## WORK REQUIRED
Arrange everything in the records from the line containing "the glass wall?" down to the line containing "[55,21,82,57]", both included, as a numbered list with blank lines left out. List only those lines.

##########

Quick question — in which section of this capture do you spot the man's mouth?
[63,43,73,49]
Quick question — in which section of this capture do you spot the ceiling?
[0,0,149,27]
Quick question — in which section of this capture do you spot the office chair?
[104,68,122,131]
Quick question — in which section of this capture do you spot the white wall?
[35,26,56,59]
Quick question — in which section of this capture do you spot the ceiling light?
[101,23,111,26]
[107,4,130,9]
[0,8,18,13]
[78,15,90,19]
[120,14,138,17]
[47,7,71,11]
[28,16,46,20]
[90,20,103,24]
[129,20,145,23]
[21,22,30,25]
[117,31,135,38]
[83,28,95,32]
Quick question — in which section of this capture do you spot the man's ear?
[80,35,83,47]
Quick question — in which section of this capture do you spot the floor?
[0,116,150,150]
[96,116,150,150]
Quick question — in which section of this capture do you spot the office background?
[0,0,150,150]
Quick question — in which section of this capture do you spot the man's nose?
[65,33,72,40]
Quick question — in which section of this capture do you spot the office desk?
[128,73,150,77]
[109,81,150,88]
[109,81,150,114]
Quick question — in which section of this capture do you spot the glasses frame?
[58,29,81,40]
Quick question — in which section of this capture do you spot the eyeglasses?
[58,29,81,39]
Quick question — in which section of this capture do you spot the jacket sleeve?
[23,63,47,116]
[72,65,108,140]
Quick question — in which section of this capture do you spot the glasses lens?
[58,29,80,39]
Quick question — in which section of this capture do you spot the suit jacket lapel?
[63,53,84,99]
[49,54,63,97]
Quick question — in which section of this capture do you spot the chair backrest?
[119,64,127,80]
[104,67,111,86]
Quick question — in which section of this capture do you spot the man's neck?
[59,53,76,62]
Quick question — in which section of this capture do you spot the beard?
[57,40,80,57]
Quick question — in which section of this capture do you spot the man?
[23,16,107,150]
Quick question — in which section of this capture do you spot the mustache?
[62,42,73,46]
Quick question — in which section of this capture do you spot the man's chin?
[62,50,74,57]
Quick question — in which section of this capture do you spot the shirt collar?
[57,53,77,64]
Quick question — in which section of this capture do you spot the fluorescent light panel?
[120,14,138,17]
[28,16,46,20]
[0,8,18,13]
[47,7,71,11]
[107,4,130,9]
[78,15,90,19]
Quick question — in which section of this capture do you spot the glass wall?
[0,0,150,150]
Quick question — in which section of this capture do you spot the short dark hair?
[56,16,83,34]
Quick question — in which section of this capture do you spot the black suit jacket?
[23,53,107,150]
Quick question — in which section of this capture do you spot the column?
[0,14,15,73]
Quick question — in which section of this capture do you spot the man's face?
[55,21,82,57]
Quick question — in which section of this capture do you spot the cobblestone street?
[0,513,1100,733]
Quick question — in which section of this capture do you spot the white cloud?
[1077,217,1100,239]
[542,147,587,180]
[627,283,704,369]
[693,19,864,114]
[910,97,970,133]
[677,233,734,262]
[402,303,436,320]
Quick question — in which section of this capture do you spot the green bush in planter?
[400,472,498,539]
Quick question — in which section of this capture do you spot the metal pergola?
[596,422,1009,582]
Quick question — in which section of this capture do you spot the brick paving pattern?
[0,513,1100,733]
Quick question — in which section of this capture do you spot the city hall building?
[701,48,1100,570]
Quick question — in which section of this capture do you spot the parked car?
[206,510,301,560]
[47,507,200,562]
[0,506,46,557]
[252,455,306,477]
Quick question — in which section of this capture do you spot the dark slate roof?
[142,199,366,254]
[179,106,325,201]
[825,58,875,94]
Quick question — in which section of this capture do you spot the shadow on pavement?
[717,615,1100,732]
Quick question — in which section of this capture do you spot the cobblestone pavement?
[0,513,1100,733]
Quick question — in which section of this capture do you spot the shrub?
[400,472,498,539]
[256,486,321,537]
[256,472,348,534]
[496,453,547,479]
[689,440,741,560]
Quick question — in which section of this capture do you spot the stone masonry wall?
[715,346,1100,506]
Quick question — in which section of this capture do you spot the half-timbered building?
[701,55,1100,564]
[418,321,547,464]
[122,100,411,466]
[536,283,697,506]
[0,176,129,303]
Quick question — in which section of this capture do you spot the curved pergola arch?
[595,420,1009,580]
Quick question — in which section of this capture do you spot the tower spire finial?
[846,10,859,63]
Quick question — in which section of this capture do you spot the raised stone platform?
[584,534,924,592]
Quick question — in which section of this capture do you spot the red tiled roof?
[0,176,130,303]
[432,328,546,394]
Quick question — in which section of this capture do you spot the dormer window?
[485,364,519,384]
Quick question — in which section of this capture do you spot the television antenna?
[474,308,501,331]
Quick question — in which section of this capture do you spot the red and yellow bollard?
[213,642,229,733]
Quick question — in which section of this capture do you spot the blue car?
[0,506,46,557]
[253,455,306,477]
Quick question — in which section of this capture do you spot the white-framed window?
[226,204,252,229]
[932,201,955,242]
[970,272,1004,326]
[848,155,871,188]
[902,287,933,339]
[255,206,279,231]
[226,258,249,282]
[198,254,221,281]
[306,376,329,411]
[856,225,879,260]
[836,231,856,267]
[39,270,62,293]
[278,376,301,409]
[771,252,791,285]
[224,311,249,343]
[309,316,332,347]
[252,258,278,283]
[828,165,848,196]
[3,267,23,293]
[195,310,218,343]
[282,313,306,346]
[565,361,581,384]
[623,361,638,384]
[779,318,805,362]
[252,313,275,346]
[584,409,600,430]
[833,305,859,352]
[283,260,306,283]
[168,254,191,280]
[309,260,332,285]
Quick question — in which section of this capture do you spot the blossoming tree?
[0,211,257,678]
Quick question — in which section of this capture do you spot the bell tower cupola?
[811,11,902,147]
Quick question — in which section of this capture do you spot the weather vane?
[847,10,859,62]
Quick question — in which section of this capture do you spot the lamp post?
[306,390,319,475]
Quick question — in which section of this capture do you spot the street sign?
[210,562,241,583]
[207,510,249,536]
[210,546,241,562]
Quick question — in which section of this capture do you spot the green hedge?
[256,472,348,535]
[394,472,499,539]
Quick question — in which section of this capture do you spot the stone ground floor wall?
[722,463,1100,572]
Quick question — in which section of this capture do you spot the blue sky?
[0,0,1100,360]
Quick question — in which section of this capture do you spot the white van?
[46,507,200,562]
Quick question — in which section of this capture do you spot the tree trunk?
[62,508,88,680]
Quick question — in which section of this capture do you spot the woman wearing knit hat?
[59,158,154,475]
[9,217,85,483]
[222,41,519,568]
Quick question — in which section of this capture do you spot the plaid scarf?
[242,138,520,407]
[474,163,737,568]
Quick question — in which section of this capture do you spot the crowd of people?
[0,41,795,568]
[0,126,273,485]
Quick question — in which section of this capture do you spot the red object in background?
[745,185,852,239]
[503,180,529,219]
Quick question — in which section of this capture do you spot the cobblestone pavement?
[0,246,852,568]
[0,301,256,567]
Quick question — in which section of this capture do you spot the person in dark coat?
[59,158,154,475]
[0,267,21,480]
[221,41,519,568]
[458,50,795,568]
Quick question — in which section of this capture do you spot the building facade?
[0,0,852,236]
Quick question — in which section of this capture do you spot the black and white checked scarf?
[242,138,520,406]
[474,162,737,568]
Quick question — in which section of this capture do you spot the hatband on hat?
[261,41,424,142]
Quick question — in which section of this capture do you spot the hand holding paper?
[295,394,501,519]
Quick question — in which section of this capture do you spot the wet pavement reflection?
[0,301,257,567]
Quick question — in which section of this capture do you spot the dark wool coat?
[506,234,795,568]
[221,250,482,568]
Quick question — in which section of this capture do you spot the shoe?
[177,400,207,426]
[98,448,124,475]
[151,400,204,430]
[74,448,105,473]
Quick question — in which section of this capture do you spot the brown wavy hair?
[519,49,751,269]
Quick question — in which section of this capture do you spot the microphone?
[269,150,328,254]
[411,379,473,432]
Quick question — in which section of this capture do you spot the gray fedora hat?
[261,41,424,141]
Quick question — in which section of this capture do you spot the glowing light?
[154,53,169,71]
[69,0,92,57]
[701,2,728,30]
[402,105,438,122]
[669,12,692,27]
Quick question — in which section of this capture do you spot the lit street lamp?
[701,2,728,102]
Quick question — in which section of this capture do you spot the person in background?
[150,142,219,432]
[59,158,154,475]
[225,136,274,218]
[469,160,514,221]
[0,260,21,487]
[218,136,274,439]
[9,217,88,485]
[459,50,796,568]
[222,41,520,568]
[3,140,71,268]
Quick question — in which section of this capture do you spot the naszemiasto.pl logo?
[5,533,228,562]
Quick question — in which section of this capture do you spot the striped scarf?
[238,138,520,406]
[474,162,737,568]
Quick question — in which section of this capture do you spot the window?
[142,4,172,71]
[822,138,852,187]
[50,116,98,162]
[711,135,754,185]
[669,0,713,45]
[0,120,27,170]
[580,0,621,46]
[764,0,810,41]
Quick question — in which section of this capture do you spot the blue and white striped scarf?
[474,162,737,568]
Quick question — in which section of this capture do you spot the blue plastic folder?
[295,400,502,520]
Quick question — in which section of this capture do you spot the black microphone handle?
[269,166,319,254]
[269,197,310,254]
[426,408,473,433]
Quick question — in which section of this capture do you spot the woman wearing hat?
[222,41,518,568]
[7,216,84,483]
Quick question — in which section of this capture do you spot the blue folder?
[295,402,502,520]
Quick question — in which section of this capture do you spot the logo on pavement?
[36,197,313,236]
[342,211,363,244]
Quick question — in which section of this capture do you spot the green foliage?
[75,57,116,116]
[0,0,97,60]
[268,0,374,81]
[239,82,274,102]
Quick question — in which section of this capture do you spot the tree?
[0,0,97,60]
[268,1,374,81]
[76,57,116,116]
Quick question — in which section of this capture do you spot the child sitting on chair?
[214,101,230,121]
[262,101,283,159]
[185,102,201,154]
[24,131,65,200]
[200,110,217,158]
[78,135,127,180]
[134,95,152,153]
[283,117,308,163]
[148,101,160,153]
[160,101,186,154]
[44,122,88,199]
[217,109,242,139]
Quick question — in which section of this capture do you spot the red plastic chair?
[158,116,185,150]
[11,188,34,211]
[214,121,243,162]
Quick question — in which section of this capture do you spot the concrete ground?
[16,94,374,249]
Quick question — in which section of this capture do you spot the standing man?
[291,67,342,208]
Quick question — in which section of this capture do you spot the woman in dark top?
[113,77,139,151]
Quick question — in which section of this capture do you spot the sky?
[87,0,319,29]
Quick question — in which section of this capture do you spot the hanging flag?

##########

## RESULT OF THE EXERCISE
1. Quick question — in which section of this capture do you spot the glass wall?
2. [0,0,150,150]
3. Quick question — in which section of this capture do you spot the short dark hair?
4. [56,16,83,34]
5. Quick question — in which section of this capture do you spot the black suit jacket?
6. [23,53,107,150]
7. Quick question — in which section of this capture do you spot the column?
8. [0,14,15,73]
9. Quick question — in which section of this capture do you spot the man's face?
10. [55,21,82,57]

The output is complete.